**REQUIRED TASKS:**
1. Return the stretch of the commentary on Justify from "I believe Baffert" through "he did either.".
2. For each statement about the commentary on Justify, answer yes or no on whether it agrees with the commentary, and quote the deciding words exactly. (a) Justify's precociousness lasted longer than normal. (b) Baffert called Justify an all-timer. (c) The commentary accepts Baffert's claim about Justify.

**TEXT EXTRACT:**
----------------

I really felt like Justify was a horse who got freakishly hot for 112 days and beat a bunch of horses that absolutely never lived up to the hype, including mine, of being the best three-year-old crop in years. He rode a wave of precociousness that lasted a lot longer than normal. By the time the Belmont comes along, those naivetes are run out of a horse. In the Belmont, Justify was able to combine that youthful energy with race professionalism.
I believe Baffert and jockey Mike Smith, the public faces of Justify, knew inside Justify would never run again. Baffert seemed to go through the motions, borrowing heavily from his American Pharoah archives. He even went there, calling Justify an all-timer. I didn’t buy it and I don’t think he did either.

----------------

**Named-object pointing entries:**
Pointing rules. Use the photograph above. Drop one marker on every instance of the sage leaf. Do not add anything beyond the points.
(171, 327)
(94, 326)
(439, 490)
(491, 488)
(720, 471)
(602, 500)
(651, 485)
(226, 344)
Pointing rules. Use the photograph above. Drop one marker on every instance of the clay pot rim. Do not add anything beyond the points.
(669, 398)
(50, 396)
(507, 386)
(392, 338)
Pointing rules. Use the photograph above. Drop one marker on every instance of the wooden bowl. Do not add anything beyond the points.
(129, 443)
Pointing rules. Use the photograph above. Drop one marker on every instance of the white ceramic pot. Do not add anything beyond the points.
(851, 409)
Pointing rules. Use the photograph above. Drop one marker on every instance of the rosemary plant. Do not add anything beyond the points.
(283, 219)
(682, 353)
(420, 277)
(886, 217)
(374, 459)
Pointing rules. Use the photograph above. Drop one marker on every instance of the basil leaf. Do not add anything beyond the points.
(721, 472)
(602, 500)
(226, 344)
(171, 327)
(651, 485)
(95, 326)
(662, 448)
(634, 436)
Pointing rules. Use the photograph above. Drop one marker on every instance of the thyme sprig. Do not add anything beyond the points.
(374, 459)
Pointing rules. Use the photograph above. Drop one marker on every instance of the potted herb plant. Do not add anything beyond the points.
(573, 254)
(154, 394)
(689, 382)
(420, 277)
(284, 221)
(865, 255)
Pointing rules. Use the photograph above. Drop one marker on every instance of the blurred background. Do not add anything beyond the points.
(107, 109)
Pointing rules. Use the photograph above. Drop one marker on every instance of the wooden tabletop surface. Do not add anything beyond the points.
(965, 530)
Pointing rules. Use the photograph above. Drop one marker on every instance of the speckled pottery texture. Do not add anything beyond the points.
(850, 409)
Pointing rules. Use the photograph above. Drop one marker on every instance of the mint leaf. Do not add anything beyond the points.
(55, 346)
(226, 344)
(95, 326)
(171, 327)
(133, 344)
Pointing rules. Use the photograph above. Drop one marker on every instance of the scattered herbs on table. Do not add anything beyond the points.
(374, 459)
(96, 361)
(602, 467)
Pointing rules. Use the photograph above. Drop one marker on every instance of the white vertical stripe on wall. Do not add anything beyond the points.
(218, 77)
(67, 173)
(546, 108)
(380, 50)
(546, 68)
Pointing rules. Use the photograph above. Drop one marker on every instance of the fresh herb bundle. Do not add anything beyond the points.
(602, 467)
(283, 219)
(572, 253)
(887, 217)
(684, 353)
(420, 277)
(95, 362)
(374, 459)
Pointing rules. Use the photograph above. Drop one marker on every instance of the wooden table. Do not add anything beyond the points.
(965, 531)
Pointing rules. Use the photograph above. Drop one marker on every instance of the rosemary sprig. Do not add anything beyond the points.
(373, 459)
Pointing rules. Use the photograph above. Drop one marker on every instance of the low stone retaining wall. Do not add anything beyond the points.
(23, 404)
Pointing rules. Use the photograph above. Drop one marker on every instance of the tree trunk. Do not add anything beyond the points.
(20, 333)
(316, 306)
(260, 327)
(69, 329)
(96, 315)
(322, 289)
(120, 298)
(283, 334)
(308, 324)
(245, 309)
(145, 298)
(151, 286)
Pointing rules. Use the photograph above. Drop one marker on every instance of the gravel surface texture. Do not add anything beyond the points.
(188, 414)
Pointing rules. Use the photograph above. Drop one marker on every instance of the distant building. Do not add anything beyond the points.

----------------

**ANSWERS TO THE EXERCISE:**
1.
I believe Baffert and jockey Mike Smith, the public faces of Justify, knew inside Justify would never run again. Baffert seemed to go through the motions, borrowing heavily from his American Pharoah archives. He even went there, calling Justify an all-timer. I didn’t buy it and I don’t think he did either.

2.
(a) Yes: "He rode a wave of precociousness that lasted a lot longer than normal."
(b) Yes: "calling Justify an all-timer"
(c) No: "I didn’t buy it"